** Start Data for processing **
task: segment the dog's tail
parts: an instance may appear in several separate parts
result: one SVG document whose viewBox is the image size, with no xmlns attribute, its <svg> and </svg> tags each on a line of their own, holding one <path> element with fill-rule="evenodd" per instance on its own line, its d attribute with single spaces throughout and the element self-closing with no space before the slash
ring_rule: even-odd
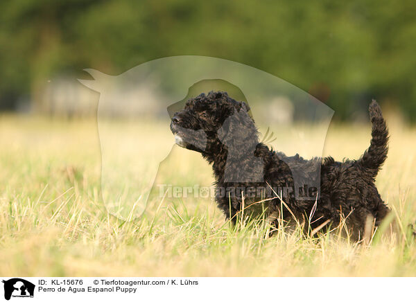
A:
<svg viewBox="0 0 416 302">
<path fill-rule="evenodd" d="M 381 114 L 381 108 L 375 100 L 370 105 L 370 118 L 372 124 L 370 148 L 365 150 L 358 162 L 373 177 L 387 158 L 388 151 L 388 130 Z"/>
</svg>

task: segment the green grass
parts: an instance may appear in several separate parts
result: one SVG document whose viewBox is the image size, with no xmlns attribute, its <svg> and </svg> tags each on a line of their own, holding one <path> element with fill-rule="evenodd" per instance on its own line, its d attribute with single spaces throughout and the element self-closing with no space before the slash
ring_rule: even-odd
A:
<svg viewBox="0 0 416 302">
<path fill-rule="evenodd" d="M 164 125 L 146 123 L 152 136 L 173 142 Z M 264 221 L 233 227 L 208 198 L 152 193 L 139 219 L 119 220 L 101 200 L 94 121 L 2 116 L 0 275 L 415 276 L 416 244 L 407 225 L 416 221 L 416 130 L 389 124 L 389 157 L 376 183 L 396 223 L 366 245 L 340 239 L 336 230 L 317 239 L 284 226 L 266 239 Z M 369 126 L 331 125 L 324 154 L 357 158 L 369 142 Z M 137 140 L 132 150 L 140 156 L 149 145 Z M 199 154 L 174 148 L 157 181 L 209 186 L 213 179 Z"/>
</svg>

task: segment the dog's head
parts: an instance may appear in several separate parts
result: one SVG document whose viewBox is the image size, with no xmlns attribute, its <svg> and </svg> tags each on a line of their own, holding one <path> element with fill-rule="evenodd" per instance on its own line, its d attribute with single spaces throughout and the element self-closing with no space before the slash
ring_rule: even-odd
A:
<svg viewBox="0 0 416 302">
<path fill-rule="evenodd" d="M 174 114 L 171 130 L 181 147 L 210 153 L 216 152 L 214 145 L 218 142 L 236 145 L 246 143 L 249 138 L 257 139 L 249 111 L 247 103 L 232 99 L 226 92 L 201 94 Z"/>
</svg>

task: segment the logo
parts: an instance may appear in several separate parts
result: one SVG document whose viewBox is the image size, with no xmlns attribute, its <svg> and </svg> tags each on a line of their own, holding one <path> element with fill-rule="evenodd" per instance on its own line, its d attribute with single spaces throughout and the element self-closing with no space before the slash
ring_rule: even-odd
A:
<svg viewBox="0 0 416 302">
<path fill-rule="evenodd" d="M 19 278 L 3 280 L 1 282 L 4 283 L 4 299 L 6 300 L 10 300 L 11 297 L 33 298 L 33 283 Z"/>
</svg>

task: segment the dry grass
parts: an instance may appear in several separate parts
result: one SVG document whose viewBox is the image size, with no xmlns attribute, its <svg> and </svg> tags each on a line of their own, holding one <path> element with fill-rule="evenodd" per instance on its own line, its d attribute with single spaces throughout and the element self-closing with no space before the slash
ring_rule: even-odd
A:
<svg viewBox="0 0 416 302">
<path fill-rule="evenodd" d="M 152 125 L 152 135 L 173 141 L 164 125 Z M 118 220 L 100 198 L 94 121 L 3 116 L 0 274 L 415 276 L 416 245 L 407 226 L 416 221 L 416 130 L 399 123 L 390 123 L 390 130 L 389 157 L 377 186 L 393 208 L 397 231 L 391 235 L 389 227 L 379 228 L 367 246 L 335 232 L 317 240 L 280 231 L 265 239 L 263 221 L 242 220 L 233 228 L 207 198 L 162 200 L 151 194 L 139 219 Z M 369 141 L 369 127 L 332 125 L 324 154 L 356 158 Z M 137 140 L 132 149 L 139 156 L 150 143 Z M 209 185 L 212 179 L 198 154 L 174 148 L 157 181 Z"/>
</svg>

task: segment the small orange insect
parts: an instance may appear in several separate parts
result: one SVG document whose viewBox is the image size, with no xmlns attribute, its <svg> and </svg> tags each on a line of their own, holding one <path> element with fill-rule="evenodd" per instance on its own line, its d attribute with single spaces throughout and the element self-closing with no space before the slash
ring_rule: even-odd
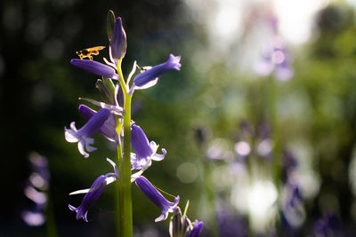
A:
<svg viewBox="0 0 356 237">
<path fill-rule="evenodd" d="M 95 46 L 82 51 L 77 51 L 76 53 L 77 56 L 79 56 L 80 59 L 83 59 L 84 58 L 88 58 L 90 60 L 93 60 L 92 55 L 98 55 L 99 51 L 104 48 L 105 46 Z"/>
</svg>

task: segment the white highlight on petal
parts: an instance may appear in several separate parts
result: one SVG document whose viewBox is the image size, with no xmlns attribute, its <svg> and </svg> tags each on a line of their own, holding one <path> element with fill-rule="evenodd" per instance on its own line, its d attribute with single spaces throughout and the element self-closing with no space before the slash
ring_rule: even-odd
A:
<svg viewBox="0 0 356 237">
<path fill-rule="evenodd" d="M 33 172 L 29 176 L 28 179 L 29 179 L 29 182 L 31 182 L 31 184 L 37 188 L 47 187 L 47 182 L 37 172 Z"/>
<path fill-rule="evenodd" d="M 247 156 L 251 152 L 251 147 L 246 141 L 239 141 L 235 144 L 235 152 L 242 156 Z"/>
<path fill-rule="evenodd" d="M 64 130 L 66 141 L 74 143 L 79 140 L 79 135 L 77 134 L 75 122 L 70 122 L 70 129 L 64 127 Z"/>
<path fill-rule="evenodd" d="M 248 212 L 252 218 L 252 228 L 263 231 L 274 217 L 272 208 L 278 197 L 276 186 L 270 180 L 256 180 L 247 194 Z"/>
** End Data for processing **
**Task description:**
Render the records, from the line containing "task: segment the white highlight on petal" through the last line, as a Markdown table with the columns Row and Line. Give each line its own numbered row and leave out blank lines.

**Complete output:**
| Row | Line |
|---|---|
| 1 | task: segment the white highlight on petal |
| 2 | parts: an instance may appear in several separate parts |
| 3 | result: one SVG document whose viewBox is the image size, with no xmlns attribute, its <svg> and </svg> tags each on a line of their own, holding one <path> element with fill-rule="evenodd" per instance on its own line, its d attribute with single spaces throughout and the element self-closing with no space before the slash |
| 4 | ring_rule: even-odd |
| 5 | A: |
| 6 | <svg viewBox="0 0 356 237"> |
| 7 | <path fill-rule="evenodd" d="M 33 172 L 29 176 L 28 179 L 29 179 L 29 182 L 31 182 L 31 184 L 37 188 L 47 187 L 47 182 L 37 172 Z"/> |
| 8 | <path fill-rule="evenodd" d="M 247 156 L 251 152 L 251 147 L 246 141 L 239 141 L 235 144 L 235 152 L 242 156 Z"/> |
| 9 | <path fill-rule="evenodd" d="M 64 130 L 66 141 L 74 143 L 79 140 L 79 135 L 77 134 L 75 122 L 70 122 L 70 129 L 64 127 Z"/> |
| 10 | <path fill-rule="evenodd" d="M 248 212 L 252 218 L 252 228 L 263 231 L 274 217 L 272 208 L 278 197 L 276 186 L 270 180 L 256 180 L 247 194 Z"/> |